## [原文材料]
但是,也必须看到,适用隐藏行为来解决名实不符的融资性贸易纠纷也有其局限性。如同有论者所指出的,“名实不符”的合同是否属于通谋虚伪行为尚存在分歧;所谓“名实不符”也不能简单等同于“通谋虚伪”,判断其是否构成通谋虚伪行为,关键在于认定当事人是否存在虚假意思表示。这就是说,即便认定存在名实不符,也不能据此认定当事人之间就属于“通谋虚伪”进而适用隐藏行为制度来解决。所谓的“名”是当事人所签订合同的名称、当事人缔约时所认可的交易法律关系;而所谓的“实”是法院经审理查明案件事实后对当事人实际法律关系所作出的认定。就融资性贸易而言,名实不符现象尤其以“走单不走货”为典型;需要强调的是,这种“走单不走货”的名实不符,并不必然导致合同的无效。
从实践来看,“走单、走票、不走货”的交易方式其实并不罕见。在(2014)民二终字第56号民事判决中,最高人民法院明确:即使 “走单、走票、不走货”交易的客观事实存在,也不能仅仅依据中航油上海公司未实际提取货物即“未走货”为由,否定双方之间业已形成的买卖法律关系。在贸易中没有真实货物交付的前提下,“走单、走票、不走货”的交易方式法律没有明确强制性禁止规定,买卖合同系双方当事人真实意思表示,不违反法律、行政法规强制性规定,合法有效。在(2016)最高法民申2815号裁定书中,最高人民法院认为,从合同订立目的而言,“走单、走票、不走货”仍然属于货物买卖行为,合同订立双方处于出卖人和买受人的地位。商事主体应当对其作出的商事行为意思表示承担相应的法律责任,即便不存在真实的货物交付,也符合合同双方的约定,并不能当然地否定买卖双方之间的法律关系。在(2017)最高法民终345号判决书中,最高人民法院指出:即使双方之间确实存在“不走货”的事实,亦不能当然证明双方之间的合同性质为融资性质,更不能否定双方之间已经形成的买卖法律关系。因此,国盛物流公司仅以“不走货”为由,否定双方之间的买卖法律关系,证据不足,本院不予支持。在(2018)最高法民申2809号裁定书中,最高人民法院指出:“走单、走票、不走货”的交易模式并不为我国现行法律、行政法规明确强制性禁止;此种交易在根本上还属于商品货物买卖行为,交易双方处于出卖人和买受人地位。即使如德润公司所主张,本案不存在真实的货物交付,也不能仅以中色公司与德润公司之间“未走货”为由,否定双方当事人之间业已形成的买卖合同关系。从上述关于“走单、走票、不走货”模式的法院裁判梳理中可以看出,法院并不简单地认定买卖合同无效,其原因在于:首先,法院认为,“走单、走票、不走货”是一种商事交易中较为常见的实践,其仍然属于货物买卖行为的范畴,并非不合交易常理和逻辑;其次,“走单、走票、不走货”的交易方式并未被法律的强制性规范所禁止,因此并不当然无效;第三,若买卖合同系双方当事人真实意思表示,则当事方不得仅以“不走货”为由,否定双方之间的买卖法律关系。

## [所给资料]
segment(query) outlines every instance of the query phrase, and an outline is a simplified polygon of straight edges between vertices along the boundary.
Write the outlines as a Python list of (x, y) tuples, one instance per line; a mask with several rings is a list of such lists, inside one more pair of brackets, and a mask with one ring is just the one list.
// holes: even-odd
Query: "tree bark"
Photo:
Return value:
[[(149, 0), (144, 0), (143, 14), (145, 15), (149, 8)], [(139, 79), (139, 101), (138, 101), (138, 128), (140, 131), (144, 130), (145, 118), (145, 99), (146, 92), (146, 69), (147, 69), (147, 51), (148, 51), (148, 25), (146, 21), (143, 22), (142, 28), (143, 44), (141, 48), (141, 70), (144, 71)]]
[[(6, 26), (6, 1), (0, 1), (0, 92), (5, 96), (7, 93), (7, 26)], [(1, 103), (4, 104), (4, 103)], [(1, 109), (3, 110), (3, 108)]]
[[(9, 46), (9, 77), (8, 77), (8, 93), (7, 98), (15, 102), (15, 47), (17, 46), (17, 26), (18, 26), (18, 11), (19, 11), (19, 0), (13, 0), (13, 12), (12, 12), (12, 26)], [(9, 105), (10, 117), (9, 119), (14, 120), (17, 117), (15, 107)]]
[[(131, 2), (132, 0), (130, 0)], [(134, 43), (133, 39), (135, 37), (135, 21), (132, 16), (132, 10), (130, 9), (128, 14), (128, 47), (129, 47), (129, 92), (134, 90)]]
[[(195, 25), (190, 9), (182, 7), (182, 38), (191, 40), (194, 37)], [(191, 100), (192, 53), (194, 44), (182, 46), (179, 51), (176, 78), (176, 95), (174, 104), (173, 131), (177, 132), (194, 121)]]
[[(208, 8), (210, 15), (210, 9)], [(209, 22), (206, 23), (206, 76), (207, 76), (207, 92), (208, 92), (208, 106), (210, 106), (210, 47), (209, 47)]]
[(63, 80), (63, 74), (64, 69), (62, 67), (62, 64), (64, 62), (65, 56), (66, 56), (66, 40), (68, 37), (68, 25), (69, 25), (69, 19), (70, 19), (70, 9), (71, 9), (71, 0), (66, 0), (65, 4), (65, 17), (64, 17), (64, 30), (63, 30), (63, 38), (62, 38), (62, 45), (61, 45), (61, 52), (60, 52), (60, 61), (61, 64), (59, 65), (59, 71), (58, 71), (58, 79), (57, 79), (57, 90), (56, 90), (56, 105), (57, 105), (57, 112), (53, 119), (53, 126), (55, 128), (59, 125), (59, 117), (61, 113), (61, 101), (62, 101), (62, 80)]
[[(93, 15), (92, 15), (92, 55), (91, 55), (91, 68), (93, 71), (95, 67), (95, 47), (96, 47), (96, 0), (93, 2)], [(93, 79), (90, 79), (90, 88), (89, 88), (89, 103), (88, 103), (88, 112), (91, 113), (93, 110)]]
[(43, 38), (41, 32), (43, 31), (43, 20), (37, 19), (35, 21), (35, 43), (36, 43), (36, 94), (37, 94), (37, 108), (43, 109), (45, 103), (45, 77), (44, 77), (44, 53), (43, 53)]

## [任务要求]
#1 请列出原文材料中引用的全部最高人民法院判决书或裁定书的案号。
#2 请根据原文材料回答下列问题:
(a) 原文中“所谓的‘名’”指的是什么?
(b) 在(2017)最高法民终345号判决书中,哪家公司仅以“不走货”为由否定双方之间的买卖法律关系?
(c) 原文归纳的法院不简单认定买卖合同无效的第二个原因是什么?
作答时只能以原文材料为依据。

## [参考答案]
#1
(2014)民二终字第56号
(2016)最高法民申2815号
(2017)最高法民终345号
(2018)最高法民申2809号

#2
(a) 当事人所签订合同的名称、当事人缔约时所认可的交易法律关系。
(b) 国盛物流公司。
(c) “走单、走票、不走货”的交易方式并未被法律的强制性规范所禁止,因此并不当然无效。